WHAT YOU SHOULD DO
Would you please print the data a second time, exactly as it stands?

THE RECORDS
*****

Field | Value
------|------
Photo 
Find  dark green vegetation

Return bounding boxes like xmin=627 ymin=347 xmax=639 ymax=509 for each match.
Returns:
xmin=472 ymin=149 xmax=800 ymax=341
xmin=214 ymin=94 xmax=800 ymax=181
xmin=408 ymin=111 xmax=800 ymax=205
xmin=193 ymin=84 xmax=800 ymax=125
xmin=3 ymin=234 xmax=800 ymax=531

*****

TASK RESULT
Field | Value
------|------
Photo 
Find  dark green vegetation

Return bounding boxes like xmin=627 ymin=347 xmax=639 ymax=509 for each match.
Returns:
xmin=472 ymin=149 xmax=800 ymax=341
xmin=214 ymin=94 xmax=800 ymax=181
xmin=408 ymin=111 xmax=800 ymax=205
xmin=193 ymin=84 xmax=800 ymax=125
xmin=3 ymin=234 xmax=800 ymax=531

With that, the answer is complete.